───── Source extract ─────

Mariëlle graduated from her master’s Aquaculture and Marine Resource Management with the specialisation Marine Governance. After graduation, she decided to embark on a journey called "More to Sea".
How did you decide to go on this journey?
"After my studies I wanted to have a break, I needed to travel. But as I can’t sit still I decided that a question was needed as basis for my trip. This question is: 'What keeps you up at night?'. With this question, I created the journey that I’m now on: 'More to Sea'."
What do you do during your trip?
"I travel along the coast of the Netherlands, France, Spain, Portugal, Italy and Greece to interview small-scale fishers. The interviews are open: I try to read the person and search for emotion, this is when I find the topic of the interview. Some fishers are very down to earth, very passionate about their job, very lively. Others want to talk about troubles they face with for instance EU regulation, decreasing fish stocks, or competition. I combine their stories with photos and publish these on my website (www.moretosea.nl) and social media."
What is the goal of More to Sea?
"The goal of my project is to shed more light on 'what’s a fisher' and create a more colourful image of this way of life. Small-scale fishers face many issues. The most pressing one is that it becomes harder and harder for them to continue their work and find successors. Especially (EU) policies and competition with the big fishing industry make their livelihoods uncertain. Many small-scale fishers face difficulties with one-species management, such as quotas. Ecosystem-based management seems more suitable. Small-scale fishers also have less access to, and power in the EU than the industrial fleets. This makes legislation more applicable to the industrial fishers than the small-scale ones. Because I believe that diversity is beautiful, I want to show these people and how important fishing is to them. Maybe this project can trigger a stronger movement against the loss of culture."
Do you get paid for your journey?
"No, this travel is unpaid, but I see it as a deep investment in my career. Firstly, I’m growing personally because I learn to better understand local realities; I improve my research, social and creative skills; and I discover my passions. Secondly, because I meet a lot of people in the field, and I can show them my interests and potential. I’m slowly realizing that I can have a career in which I follow an academic path together with art and social movement work. Combining the creative, the social, the hands-on practical, and the intellectual."
How did studying at Wageningen University & Research prepare you for your career?
"WUR gave me the freedom to always choose subjects that were interesting to me. I did a Free Bachelor Program where I combined biology with nature conservation, marine governance, policy and social sciences. In my masters, I continued to follow my interests and I focussed on business, trade, and anthropology of fisheries. I’m educated in a highly interdisciplinary way, which I love. Because I am trained as a generalist, this education enabled me to see the bigger picture. At the local level I can talk with fishers about climate change, governance, politics, fisheries, economics, and wellbeing. At the same time, I have a global understanding of these topics too. This, plus a close connection with great teachers who’ve inspired me majorly, is what’s made WUR a special place for me."

───── Supplied records ─────

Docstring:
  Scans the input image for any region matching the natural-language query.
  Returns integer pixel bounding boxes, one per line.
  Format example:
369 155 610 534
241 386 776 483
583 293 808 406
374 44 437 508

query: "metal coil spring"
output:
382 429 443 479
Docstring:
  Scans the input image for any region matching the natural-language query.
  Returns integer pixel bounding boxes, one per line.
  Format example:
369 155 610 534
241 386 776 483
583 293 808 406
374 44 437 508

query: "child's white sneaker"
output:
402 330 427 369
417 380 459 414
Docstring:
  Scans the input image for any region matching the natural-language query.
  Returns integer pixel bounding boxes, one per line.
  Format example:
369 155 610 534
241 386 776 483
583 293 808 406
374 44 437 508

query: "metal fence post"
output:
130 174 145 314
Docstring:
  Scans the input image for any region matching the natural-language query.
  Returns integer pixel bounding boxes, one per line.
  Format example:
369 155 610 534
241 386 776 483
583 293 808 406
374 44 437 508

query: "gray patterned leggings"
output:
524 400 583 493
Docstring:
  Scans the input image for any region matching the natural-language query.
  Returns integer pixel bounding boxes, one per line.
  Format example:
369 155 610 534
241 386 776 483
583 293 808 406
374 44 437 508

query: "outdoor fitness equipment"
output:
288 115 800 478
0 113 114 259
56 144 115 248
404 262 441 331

─────

- Work request: In the More to Sea interview above, write out word for word the passage between "Mariëlle graduated from" and "during your trip?", inclusive.

- Worked solution:
Mariëlle graduated from her master’s Aquaculture and Marine Resource Management with the specialisation Marine Governance. After graduation, she decided to embark on a journey called "More to Sea".
How did you decide to go on this journey?
"After my studies I wanted to have a break, I needed to travel. But as I can’t sit still I decided that a question was needed as basis for my trip. This question is: 'What keeps you up at night?'. With this question, I created the journey that I’m now on: 'More to Sea'."
What do you do during your trip?